▸ PROVIDED TEXT:

- Papers presented at trial of Abid Naseer, 28, accused of bomb plots in UK
- Documents were uncovered during special forces raid on house in 2011
- Also included plans of attacks across Europe and U.S embassy in Moscow
- Naseer is alleged to have planned attack on Manchester shopping centre
- Pakistani national, deported in 2013, denies charges at court in Brooklyn
Plans for an attack on UK soil were found at the Pakistani compound of Osama Bin Laden when it was raided by U.S special forces in 2011, a terror trial has been told.
The Al-Qaeda paperwork, featuring correspondence from senior al-Qaeda operatives, also described planned attacks across Europe and Russia, including plans to bomb a pipeline or the U.S embassy in Moscow.
The declassified papers were presented at the trial of Abid Naseer, who is accused of plotting to attack Manchester’s Arndale shopping centre in 2009.
The 28-year-old is alleged to have been at the helm of a British al-Qaeda terror cell that was part of a broader conspiracy ‘to repeat the devastation of 9/11’.
Prosecutors called it one of the most serious terror plots since the 9/11 attacks on New York and Washington.

▸ PROBLEMS:
**A)** Copy the part of the article on the Abid Naseer trial starting with "The Al-Qaeda paperwork, featuring" and going on through "embassy in Moscow.".
**B)** Answer these from the article on the Abid Naseer trial:
(i) In what year did U.S. special forces raid the Bin Laden compound?
(ii) Which shopping center is Naseer accused of plotting to attack?
(iii) In what place is the court where Naseer denies the charges?
The lines that come next have no role here.

▸ DATASET EXTRACT:
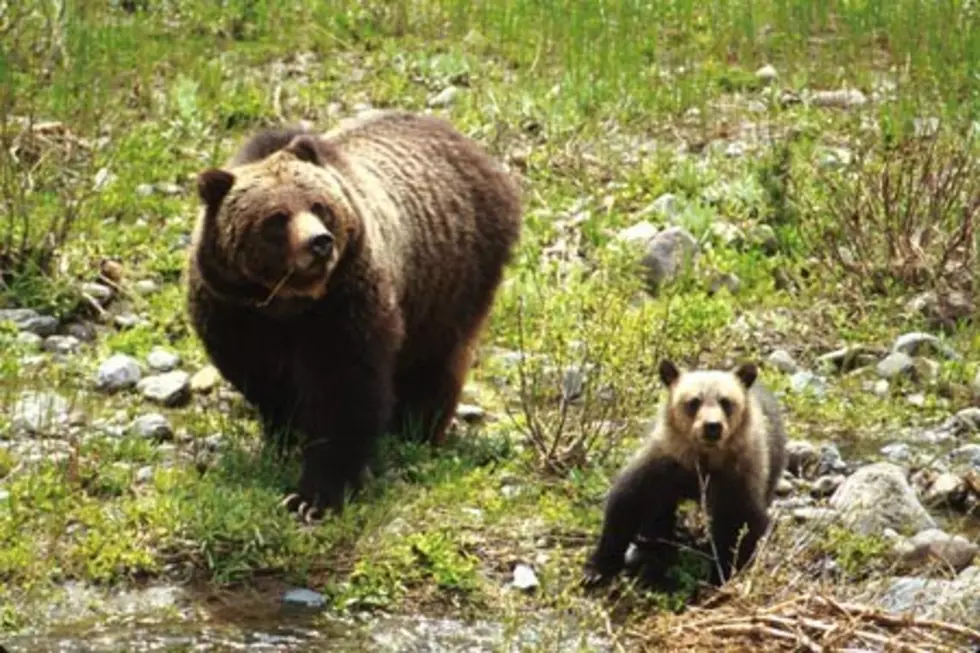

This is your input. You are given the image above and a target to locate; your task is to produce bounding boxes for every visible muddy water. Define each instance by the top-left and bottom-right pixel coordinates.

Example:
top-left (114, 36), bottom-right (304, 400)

top-left (0, 586), bottom-right (610, 653)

▸ ANSWERS TO THE PROBLEMS:
**A)**
The Al-Qaeda paperwork, featuring correspondence from senior al-Qaeda operatives, also described planned attacks across Europe and Russia, including plans to bomb a pipeline or the U.S embassy in Moscow.

**B)**
(i) 2011
(ii) Manchester's Arndale shopping centre
(iii) Brooklyn